* _YOUR TASK_: Put every row below into a Markdown table with two columns, Number for the row's position and Line for its text, leaving out any blank lines.

>>>

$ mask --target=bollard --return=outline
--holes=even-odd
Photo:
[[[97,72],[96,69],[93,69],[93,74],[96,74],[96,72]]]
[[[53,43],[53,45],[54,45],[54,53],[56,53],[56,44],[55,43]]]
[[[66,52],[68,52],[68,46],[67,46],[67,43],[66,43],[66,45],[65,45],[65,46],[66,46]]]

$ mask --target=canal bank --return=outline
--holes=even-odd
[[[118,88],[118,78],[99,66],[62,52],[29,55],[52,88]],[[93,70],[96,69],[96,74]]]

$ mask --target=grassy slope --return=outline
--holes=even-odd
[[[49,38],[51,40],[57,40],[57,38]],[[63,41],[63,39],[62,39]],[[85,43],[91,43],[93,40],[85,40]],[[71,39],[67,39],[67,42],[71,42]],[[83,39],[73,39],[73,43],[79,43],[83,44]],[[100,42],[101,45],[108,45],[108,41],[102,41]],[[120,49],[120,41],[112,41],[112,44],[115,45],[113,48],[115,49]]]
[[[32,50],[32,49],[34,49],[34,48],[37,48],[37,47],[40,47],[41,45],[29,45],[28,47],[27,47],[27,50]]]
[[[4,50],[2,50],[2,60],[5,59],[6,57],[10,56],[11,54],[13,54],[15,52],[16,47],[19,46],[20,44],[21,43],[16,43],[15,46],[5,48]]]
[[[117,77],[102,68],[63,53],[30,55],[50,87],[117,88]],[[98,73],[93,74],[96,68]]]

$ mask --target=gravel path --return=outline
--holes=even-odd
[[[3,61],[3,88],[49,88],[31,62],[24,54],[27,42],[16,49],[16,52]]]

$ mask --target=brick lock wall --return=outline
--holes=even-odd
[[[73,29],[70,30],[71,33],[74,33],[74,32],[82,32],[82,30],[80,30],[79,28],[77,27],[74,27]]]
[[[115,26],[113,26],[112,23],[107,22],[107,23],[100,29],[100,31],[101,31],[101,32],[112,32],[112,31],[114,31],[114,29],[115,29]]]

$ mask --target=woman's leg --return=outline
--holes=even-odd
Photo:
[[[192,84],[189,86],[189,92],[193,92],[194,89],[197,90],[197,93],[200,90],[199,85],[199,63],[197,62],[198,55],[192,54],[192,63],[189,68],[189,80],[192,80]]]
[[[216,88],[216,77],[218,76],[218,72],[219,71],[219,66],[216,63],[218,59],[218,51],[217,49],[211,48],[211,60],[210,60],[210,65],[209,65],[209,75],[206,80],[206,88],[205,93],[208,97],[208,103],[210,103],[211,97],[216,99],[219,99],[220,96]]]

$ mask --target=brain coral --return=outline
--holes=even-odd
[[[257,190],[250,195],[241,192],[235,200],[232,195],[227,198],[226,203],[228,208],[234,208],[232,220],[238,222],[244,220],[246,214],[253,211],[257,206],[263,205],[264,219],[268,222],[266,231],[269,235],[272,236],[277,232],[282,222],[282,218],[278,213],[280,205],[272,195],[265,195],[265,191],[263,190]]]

<<<

* _OUTPUT_:
| Number | Line |
|---|---|
| 1 | $ mask --target=bollard --return=outline |
| 2 | --holes=even-odd |
| 3 | Photo: |
| 4 | [[[97,72],[96,69],[93,69],[93,74],[96,74],[96,72]]] |
| 5 | [[[53,43],[53,45],[54,45],[54,53],[56,53],[56,44],[55,43]]] |
| 6 | [[[66,52],[68,52],[68,46],[67,46],[67,43],[66,43],[66,45],[65,45],[65,46],[66,46]]] |
| 7 | $ mask --target=canal bank --return=outline |
| 8 | --holes=even-odd |
| 9 | [[[118,88],[118,78],[99,66],[62,52],[29,55],[52,88]],[[93,70],[96,69],[96,74]]] |
| 10 | $ mask --target=grassy slope --return=outline |
| 11 | --holes=even-odd |
| 12 | [[[49,38],[51,40],[57,40],[57,38]],[[63,41],[63,39],[62,39]],[[85,43],[91,43],[93,40],[85,40]],[[71,39],[67,39],[67,42],[71,42]],[[83,39],[73,39],[73,43],[79,43],[83,44]],[[100,42],[101,45],[108,45],[108,41],[102,41]],[[120,49],[120,41],[112,41],[112,44],[115,45],[113,48],[115,49]]] |
| 13 | [[[32,50],[32,49],[34,49],[34,48],[37,48],[37,47],[40,47],[41,45],[29,45],[28,47],[27,47],[27,50]]] |
| 14 | [[[4,50],[2,50],[2,60],[5,59],[6,57],[10,56],[11,54],[13,54],[15,52],[16,47],[19,46],[20,44],[21,43],[16,43],[15,46],[5,48]]] |
| 15 | [[[117,77],[102,68],[63,53],[30,55],[50,87],[117,88]],[[98,73],[93,74],[96,68]]] |
| 16 | $ mask --target=gravel path --return=outline |
| 17 | --holes=even-odd |
| 18 | [[[3,61],[3,88],[49,88],[31,62],[24,54],[27,42],[16,49],[16,52]]] |
| 19 | $ mask --target=brick lock wall --return=outline |
| 20 | --holes=even-odd |
| 21 | [[[73,29],[70,30],[71,33],[74,33],[74,32],[82,32],[82,30],[80,30],[79,28],[77,27],[74,27]]] |
| 22 | [[[115,26],[113,26],[112,23],[107,22],[107,23],[100,29],[100,31],[101,31],[101,32],[112,32],[112,31],[114,31],[114,29],[115,29]]] |
| 23 | $ mask --target=woman's leg --return=outline |
| 24 | --holes=even-odd |
| 25 | Photo: |
| 26 | [[[192,84],[189,86],[189,92],[193,92],[194,89],[197,90],[197,93],[200,90],[199,85],[199,63],[197,62],[198,55],[192,54],[192,63],[189,68],[189,80],[192,80]]] |
| 27 | [[[216,88],[216,77],[218,76],[218,72],[219,71],[219,66],[216,63],[218,59],[218,51],[217,49],[211,48],[211,60],[210,60],[210,65],[209,65],[209,75],[206,80],[206,88],[205,93],[208,97],[208,103],[210,103],[211,97],[216,99],[219,99],[220,96]]] |
| 28 | $ mask --target=brain coral --return=outline |
| 29 | --holes=even-odd |
| 30 | [[[257,190],[250,195],[241,192],[235,200],[232,195],[227,198],[226,203],[228,208],[234,208],[232,220],[238,222],[244,220],[246,214],[253,211],[257,206],[263,205],[264,219],[268,222],[266,231],[269,235],[272,236],[277,232],[282,222],[282,218],[278,213],[280,205],[272,195],[265,195],[265,191],[263,190]]] |